Después de la Ascensión de
su Maestro él enseñará la vigilancia a sus hermanos: ¿Acaso no deben ellos
probar su fe? Pedro escribe: "A fin de que vuestra
fe, saliendo de la prueba mucho más preciosa que el oro perecedero –que también
se acrisola por el fuego– redunde en alabanza, gloria y honor cuando aparezca
Jesucristo. A Él amáis sin haberlo visto; en Él ahora, no viéndolo, pero sí
creyendo, os regocijáis con gozo inefable y gloriosísimo, porque lográis el fin
de vuestra fe, la salvación de (vuestras)
almas" (I Ped. I, 7-9).
Los evangelistas nos han
referido muchas parábolas del Señor
Jesús, sobre la vigilancia y sobre la larga espera del Esposo, del Maestro y del
Rey.
La primera de estas
parábolas, aquella de las vírgenes
prudentes y de las vírgenes necias, fué propuesta por Jesús el martes antes
de su muerte, en el Monte de los Olivos.
Jesús, para despertar la
atención de sus discípulos, se sirvió de una semejanza, que aún hoy será
fácilmente comprendida en Oriente, pues las costumbres recordadas por el
Maestro están todavía en vigor.
Cuando una joven abandona su casa para contraer matrimonio, es conducida
por un cortejo de amigas a la presencia del esposo que viene a su encuentro.
Entonces el esposo introduce a la esposa y a su corte a la sala del festín.
Generalmente el encuentro se hace en la tarde, de ahí la costumbre de
proveerse de lámparas, de esas pequeñas lámparas de tierra o de
bronce, cuya falta de capacidad hace necesario llevar consigo un pequeño
depósito con aceite de reserva.
Cinco de las jóvenes
habían tomado este vaso de emergencia para alimentar sus lámparas en caso de
que el esposo se hiciera esperar un poco. Las otras cinco habían descuidado
esta prudente precaución.
Ahora, la espera fué larga; duró hasta la media
noche. Todas las vírgenes se durmieron. Parece que esta larga espera, que era muy anormal, debía, según el pensamiento
de Jesús, llamar la atención de los discípulos y sobre todo la nuestra. Jesús
el verdadero esposo de la Iglesia y de las almas tardaría en volver.
Esta espera, es pues la nuestra,
la de los cristianos que nos han precedido. Estos murieron; estos son los
dormidos que esperan en el polvo el despertar, a la voz del Arcángel (I Tes.

Consigna de trabajo 1 — Indique si cada afirmación coincide con el fragmento sobre la parábola de las vírgenes y justifique su respuesta (sí o no) con las palabras exactas del fragmento que lo deciden. (a) Jesús propuso la parábola de las vírgenes en el Monte de los Olivos. (b) El encuentro con el esposo suele hacerse por la mañana. (c) Siete de las jóvenes llevaban aceite de reserva.
Consigna de trabajo 2 — Retome el fragmento sobre la parábola de las vírgenes prudentes y necias y continúelo a partir del punto en que termina.

Material proporcionado —

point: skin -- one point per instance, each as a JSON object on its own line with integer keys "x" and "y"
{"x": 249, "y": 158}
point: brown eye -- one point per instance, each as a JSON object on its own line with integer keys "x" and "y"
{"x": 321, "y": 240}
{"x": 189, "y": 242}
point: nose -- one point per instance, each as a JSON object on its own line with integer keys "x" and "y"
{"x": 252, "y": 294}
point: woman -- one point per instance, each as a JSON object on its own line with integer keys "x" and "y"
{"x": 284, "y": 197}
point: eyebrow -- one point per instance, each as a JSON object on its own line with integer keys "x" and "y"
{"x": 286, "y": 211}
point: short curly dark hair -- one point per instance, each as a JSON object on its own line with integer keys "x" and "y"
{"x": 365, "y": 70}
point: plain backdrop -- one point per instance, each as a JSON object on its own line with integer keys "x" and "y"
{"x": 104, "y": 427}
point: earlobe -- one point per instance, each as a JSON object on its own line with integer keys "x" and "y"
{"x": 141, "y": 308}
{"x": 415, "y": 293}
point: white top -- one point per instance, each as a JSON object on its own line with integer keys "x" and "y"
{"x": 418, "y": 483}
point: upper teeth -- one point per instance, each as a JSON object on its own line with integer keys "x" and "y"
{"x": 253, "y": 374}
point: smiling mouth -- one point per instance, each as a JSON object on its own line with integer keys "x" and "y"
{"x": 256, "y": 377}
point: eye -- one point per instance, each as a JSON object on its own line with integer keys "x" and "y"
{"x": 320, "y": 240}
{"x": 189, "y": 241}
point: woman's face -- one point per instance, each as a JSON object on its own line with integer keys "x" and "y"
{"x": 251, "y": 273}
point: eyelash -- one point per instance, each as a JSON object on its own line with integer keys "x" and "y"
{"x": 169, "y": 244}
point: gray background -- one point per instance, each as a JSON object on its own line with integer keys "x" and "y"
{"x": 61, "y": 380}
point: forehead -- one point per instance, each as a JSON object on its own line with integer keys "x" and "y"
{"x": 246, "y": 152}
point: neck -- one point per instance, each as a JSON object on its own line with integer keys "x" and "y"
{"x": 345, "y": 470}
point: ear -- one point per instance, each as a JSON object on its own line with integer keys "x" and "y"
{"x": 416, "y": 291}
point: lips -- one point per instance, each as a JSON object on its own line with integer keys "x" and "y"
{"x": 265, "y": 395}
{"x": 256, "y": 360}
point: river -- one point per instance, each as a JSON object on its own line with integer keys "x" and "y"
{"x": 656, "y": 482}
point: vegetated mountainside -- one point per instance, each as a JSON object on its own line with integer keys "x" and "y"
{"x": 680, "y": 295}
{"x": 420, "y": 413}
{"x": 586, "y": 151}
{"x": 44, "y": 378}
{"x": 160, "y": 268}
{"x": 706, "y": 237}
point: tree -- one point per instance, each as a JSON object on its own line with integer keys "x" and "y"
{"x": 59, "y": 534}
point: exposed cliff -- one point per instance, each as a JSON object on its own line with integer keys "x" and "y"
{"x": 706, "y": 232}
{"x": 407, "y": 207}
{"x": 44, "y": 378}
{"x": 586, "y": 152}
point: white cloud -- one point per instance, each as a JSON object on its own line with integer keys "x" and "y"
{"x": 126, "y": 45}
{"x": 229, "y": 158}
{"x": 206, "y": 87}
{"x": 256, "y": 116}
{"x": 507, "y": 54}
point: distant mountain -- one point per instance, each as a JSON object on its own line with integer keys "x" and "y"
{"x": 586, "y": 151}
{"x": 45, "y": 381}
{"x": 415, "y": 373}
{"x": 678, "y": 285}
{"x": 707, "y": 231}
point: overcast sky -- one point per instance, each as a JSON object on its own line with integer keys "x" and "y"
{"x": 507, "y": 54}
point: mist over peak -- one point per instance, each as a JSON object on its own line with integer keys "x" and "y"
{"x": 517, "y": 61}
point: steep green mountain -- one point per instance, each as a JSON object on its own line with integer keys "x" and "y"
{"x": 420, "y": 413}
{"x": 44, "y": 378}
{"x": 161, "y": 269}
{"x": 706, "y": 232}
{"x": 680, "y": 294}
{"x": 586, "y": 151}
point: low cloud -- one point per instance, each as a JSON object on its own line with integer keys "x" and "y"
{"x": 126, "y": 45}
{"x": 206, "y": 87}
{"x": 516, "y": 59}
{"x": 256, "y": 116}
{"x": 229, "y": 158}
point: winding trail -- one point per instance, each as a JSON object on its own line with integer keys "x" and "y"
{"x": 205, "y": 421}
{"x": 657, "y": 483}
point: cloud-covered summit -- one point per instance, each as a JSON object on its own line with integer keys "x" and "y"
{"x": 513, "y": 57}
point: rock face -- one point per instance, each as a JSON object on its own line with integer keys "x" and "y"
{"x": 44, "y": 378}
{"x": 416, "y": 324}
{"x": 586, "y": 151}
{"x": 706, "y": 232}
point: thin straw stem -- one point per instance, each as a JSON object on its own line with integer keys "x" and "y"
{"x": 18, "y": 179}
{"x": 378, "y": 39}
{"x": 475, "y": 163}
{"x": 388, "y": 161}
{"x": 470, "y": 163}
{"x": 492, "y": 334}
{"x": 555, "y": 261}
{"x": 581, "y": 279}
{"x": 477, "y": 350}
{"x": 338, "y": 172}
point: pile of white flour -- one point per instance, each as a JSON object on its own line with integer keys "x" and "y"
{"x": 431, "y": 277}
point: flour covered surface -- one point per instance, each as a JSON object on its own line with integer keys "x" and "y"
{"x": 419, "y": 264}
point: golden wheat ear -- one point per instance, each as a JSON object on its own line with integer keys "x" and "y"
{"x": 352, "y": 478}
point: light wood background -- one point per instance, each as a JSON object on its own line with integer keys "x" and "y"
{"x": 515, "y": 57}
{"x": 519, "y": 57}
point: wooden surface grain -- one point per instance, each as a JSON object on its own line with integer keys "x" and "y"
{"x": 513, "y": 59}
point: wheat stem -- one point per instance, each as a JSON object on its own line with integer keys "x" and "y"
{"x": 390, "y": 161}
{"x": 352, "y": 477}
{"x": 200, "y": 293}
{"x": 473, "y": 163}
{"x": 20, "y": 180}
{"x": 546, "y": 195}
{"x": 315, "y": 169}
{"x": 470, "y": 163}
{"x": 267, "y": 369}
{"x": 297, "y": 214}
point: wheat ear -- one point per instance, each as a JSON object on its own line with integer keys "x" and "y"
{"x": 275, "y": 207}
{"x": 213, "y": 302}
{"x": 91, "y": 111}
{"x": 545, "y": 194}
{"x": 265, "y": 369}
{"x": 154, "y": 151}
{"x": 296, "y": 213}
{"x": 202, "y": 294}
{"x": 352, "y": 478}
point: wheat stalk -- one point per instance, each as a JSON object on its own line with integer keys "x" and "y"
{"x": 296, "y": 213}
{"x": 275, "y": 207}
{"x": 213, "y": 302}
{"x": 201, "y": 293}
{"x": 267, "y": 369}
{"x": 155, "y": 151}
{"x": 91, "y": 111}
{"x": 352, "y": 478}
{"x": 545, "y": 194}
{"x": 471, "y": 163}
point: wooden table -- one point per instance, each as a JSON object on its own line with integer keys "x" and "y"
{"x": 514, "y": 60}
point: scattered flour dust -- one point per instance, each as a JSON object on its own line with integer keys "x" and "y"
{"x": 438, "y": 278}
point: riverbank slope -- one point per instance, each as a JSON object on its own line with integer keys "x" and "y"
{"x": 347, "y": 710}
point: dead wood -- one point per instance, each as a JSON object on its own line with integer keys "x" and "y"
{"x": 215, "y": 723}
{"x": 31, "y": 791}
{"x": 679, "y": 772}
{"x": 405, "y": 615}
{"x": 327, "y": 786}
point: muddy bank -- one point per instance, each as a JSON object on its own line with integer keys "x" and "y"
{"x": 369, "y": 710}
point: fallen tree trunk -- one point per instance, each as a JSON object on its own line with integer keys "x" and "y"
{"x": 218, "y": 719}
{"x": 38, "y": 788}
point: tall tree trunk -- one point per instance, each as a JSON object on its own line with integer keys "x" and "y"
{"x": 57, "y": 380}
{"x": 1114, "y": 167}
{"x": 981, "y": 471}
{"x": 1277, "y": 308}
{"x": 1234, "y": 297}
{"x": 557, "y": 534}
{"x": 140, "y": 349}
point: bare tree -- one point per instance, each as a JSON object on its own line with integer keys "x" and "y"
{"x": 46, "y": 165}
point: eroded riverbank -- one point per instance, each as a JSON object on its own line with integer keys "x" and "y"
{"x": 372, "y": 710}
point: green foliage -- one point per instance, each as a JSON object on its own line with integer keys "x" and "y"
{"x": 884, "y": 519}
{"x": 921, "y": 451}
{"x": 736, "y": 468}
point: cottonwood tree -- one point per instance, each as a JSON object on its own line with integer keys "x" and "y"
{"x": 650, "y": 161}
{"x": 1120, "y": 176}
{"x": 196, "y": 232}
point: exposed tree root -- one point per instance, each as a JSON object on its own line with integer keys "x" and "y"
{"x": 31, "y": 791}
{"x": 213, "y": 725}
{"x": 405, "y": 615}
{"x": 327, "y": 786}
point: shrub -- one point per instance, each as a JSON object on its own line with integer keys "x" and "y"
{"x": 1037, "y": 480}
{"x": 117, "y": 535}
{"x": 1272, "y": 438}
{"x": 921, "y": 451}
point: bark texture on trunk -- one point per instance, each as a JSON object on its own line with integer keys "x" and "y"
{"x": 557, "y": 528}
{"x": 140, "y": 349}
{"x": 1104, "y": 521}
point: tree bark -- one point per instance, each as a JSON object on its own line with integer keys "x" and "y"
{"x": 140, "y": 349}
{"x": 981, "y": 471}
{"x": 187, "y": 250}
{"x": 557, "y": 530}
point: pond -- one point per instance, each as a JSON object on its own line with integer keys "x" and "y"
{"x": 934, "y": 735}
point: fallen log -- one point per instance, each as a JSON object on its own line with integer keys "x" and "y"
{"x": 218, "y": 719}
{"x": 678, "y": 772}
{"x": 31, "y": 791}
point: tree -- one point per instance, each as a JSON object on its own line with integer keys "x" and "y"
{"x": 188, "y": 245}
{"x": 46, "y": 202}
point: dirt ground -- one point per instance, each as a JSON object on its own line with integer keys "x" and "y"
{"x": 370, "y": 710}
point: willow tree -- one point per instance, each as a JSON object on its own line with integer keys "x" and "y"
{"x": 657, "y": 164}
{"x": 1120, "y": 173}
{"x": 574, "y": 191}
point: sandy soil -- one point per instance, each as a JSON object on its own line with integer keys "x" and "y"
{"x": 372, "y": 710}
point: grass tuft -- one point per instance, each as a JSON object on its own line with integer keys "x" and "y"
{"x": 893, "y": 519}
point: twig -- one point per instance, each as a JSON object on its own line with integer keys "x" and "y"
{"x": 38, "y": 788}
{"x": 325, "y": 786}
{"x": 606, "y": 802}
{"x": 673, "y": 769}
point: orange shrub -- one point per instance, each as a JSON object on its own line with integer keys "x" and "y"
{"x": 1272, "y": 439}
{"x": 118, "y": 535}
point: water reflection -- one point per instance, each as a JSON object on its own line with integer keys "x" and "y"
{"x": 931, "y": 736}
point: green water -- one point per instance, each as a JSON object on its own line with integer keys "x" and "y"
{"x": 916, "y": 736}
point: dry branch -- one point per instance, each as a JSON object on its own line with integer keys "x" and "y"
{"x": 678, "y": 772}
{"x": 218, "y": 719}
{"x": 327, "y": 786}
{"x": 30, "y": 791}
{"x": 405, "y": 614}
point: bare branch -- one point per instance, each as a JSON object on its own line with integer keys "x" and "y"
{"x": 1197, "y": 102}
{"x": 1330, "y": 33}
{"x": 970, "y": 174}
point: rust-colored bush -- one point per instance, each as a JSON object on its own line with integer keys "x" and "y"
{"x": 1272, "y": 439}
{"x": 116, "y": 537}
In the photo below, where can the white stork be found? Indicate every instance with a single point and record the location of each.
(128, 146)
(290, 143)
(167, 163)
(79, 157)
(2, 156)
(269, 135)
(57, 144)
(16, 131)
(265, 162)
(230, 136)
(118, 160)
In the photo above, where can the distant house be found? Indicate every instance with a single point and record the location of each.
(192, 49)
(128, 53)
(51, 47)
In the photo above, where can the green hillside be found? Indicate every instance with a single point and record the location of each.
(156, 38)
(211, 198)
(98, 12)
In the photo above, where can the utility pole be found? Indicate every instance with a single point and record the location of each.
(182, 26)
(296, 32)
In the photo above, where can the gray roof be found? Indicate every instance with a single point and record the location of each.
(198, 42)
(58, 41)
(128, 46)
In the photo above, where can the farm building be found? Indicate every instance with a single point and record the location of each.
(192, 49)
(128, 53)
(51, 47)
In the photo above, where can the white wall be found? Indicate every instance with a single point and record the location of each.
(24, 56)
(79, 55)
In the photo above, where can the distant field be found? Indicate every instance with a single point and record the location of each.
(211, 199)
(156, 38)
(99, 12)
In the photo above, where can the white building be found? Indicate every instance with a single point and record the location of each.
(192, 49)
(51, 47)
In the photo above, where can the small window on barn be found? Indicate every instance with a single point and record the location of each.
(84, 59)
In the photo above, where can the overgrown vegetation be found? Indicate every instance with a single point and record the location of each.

Solución del ejercicio 1 —
(a) Sí: "fué propuesta por Jesús el martes antes de su muerte, en el Monte de los Olivos".
(b) No: "Generalmente el encuentro se hace en la tarde".
(c) No: "Cinco de las jóvenes habían tomado este vaso de emergencia".

Solución del ejercicio 2 —
IV, 16).
Pero ¿acaso muchos de los
vivos no duermen también? ¡Es tan pobre su esperanza en esa hora suprema!
A media noche un grito
resuena: “¡He
aquí al esposo! ¡Salid a su encuentro!”.
Entonces todas las
vírgenes se despiertan, pero no todas están preparadas para la venida del
Esposo. Mientras que las necias corren al mercado para comprar óleo, pues sus
lámparas se extinguen, las que están preparadas entran con el Esposo en la sala
de las bodas. Y la puerta se cierra.
Encontramos aquí, en esta hora solemne, imagen del segundo Advenimiento,
una especie de selección, de segregación, de separación radical entre las diez
vírgenes. Jesús había recordado una distinción semejante hecha por Dios entre
los hombres, en tiempos de Noé. Los hombres que sucumbieron durante el diluvio
y los ocho salvados en el arca. Esta separación ha de renovarse a su Venida:
"Entonces estarán dos en el campo, uno es tomado y uno dejado, dos
moliendo en el molino, una es tomada y una dejada" (Mt. XXIV, 40-41).
Así también cinco vírgenes están preparadas y entran a las bodas, cinco se
retrasan y son desechadas.
Cuando estas últimas
llegan con las lámparas encendidas, llaman y gritan: "¡Señor, Señor, ábrenos!" y el Esposo responde: "No os conozco". ¡Palabra punzante
entre todas! y Jesús pone en guardia a los cristianos: “Velad, les dice, porque no
sabéis el día ni la hora" (Mt. XXV, 1-4). En efecto, Jesús no reconocerá a los negligentes, a
aquéllos que no desearon ni amaron su regreso, a aquéllos que entre los
burlescos decían: "¿Dónde está la
promesa de su Parusía?" (II Ped. III, 4).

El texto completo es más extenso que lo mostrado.